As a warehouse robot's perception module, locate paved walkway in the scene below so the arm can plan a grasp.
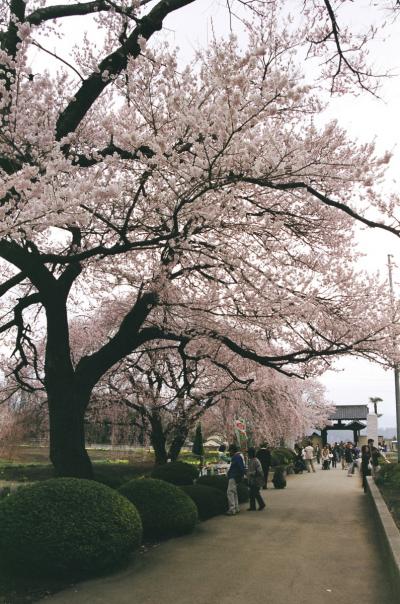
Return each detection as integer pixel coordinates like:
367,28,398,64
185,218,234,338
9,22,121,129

+ + + +

EXERCISE PROMPT: Can you locate every line in the records that contains the string "pixel" and copy each one out in full?

RESPONSE FOR THIS EXERCISE:
Return each detection as integer pixel coordinates like:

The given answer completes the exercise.